▸ Directive: Update the records, from the line containing "If you could mark the beige" through the end of the records inclusive, by replacing "wooden" with "timber" and leaving everything else unchanged. Return only those lines.

— Begin —

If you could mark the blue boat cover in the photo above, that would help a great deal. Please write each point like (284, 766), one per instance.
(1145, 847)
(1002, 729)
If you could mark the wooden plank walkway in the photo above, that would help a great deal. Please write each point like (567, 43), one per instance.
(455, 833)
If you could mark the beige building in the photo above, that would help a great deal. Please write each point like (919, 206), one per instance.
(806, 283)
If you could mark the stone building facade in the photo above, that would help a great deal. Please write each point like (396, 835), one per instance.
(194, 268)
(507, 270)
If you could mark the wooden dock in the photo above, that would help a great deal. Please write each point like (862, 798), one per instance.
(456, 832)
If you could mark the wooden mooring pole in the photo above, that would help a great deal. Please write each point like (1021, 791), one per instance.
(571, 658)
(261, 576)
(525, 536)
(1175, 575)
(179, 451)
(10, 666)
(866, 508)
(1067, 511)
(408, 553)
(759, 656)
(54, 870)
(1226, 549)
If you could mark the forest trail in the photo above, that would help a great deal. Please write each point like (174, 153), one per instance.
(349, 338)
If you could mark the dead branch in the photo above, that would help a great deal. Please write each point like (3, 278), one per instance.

— End —

▸ Response to this task:
If you could mark the beige building in the photo above, that would help a great deal. Please write each point like (919, 206), one per instance.
(806, 283)
If you could mark the stone building facade in the photo above, that would help a great deal. Please write each point like (396, 835), one per instance.
(194, 268)
(507, 270)
If you could mark the timber dock in the photo above, that would help a great deal. Please write each point like (862, 798), one per instance.
(456, 832)
If you could mark the timber mooring pole in the photo above, that would help a great deal. Please write each point like (1021, 791), one per instance.
(571, 658)
(261, 576)
(525, 536)
(1175, 575)
(179, 451)
(10, 666)
(866, 508)
(1067, 511)
(408, 553)
(759, 656)
(54, 870)
(1226, 549)
If you could mark the forest trail in the photo above, that would help a great deal. Please write each point like (174, 153), one per instance.
(349, 338)
If you could mark the dead branch in the photo above, that would help a great deal. Please write each point like (3, 278), one per instance.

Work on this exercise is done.